#### Working data
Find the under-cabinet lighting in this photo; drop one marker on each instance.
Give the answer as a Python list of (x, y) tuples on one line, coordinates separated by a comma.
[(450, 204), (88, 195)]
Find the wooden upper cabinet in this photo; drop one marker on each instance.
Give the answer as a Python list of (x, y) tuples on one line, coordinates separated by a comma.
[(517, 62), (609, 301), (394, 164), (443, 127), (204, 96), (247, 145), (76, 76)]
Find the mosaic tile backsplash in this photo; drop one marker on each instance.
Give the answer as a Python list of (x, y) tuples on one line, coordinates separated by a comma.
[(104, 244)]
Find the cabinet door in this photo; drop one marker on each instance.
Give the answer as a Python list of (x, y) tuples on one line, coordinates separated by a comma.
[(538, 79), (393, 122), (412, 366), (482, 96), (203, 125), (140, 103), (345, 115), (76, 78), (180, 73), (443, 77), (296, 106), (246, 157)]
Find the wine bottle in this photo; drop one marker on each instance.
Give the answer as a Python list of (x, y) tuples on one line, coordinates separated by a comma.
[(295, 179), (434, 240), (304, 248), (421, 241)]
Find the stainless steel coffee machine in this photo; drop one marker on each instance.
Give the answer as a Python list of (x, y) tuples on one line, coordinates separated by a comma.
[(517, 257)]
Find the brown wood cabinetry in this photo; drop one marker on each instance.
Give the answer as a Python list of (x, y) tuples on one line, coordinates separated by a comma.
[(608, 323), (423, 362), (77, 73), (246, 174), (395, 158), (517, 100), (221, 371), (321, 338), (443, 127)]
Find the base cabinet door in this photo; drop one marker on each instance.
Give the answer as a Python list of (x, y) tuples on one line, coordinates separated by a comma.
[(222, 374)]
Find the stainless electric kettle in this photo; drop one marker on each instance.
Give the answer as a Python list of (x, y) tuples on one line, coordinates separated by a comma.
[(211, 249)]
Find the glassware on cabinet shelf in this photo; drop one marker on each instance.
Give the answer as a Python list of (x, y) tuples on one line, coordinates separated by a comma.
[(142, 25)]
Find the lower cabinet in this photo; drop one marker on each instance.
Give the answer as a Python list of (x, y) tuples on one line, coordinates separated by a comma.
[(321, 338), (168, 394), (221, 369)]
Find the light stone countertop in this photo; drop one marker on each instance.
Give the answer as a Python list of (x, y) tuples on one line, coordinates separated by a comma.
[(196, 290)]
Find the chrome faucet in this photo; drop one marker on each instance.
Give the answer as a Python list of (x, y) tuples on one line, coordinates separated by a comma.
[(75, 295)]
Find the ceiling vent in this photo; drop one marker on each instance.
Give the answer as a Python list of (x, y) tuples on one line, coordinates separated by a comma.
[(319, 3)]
########
Work to complete
Rewrite the records above as a JSON list of strings, one string for each line, leaving out any blank lines.

Written reply
[
  "Find the under-cabinet lighting in this photo; drop one marker on each instance.",
  "Give the answer as a Python list of (x, y) tuples on one line, coordinates separated by a comma.",
  "[(450, 204), (88, 195)]",
  "Find the wooden upper cabinet in this photo; drop one marker on each instance.",
  "Give the answer as a Python list of (x, y) tuples on one line, coordinates separated by a comma.",
  "[(517, 62), (609, 301), (394, 164), (443, 127), (204, 96), (247, 145), (76, 76)]",
  "Find the mosaic tile backsplash in this photo; drop one marker on each instance.",
  "Give the answer as a Python list of (x, y) tuples on one line, coordinates separated by a comma.",
  "[(104, 244)]",
  "Find the cabinet door in this photo; drop one marker on each instance.",
  "Give the answer as a Python list of (x, y) tuples on one line, coordinates separated by a comma.",
  "[(538, 79), (393, 122), (412, 366), (482, 96), (203, 125), (140, 103), (345, 115), (76, 78), (180, 73), (443, 77), (296, 106), (246, 157)]",
  "Find the wine bottle in this photo; drop one marker on each instance.",
  "Give the answer as a Python list of (x, y) tuples on one line, coordinates separated by a comma.",
  "[(295, 179), (434, 240), (304, 248), (421, 241)]",
  "Find the stainless steel coffee machine in this photo; drop one marker on each instance.",
  "Give the answer as a Python list of (x, y) tuples on one line, coordinates separated by a comma.",
  "[(517, 257)]",
  "Find the brown wood cabinetry in this photo; drop one marker on each instance.",
  "Give the answer as a Python list of (x, y) tuples on one line, coordinates separated by a comma.",
  "[(608, 323), (423, 362), (77, 73), (246, 174), (395, 158), (517, 100), (221, 371), (321, 338), (443, 127)]",
  "Find the base cabinet door in this photo; drop one marker on each instance.",
  "Give the answer as a Python list of (x, y) tuples on one line, coordinates separated by a comma.",
  "[(222, 374)]",
  "Find the stainless electric kettle in this photo; drop one marker on each instance.",
  "Give the answer as a Python list of (x, y) tuples on one line, coordinates separated by a comma.",
  "[(211, 249)]",
  "Find the glassware on cabinet shelf in this photo; drop one marker on each instance.",
  "Give the answer as a Python list of (x, y) tuples on one line, coordinates separated by a comma.",
  "[(142, 25)]",
  "Find the lower cabinet in this photo; drop one marker on each instance.",
  "Give the answer as a Python list of (x, y) tuples on one line, coordinates separated by a comma.",
  "[(321, 338), (168, 394), (221, 369)]",
  "Find the light stone countertop in this photo; drop one marker on each instance.",
  "Give the answer as a Python list of (x, y) tuples on one line, coordinates separated by a comma.",
  "[(196, 290)]",
  "Find the chrome faucet in this photo; drop one marker on each instance.",
  "Give the answer as a Python list of (x, y) tuples on one line, coordinates separated by a comma.",
  "[(75, 295)]",
  "Find the ceiling vent in this photo; drop one marker on each instance.",
  "Give the answer as a Python list of (x, y) tuples on one line, coordinates separated by a comma.",
  "[(319, 3)]"
]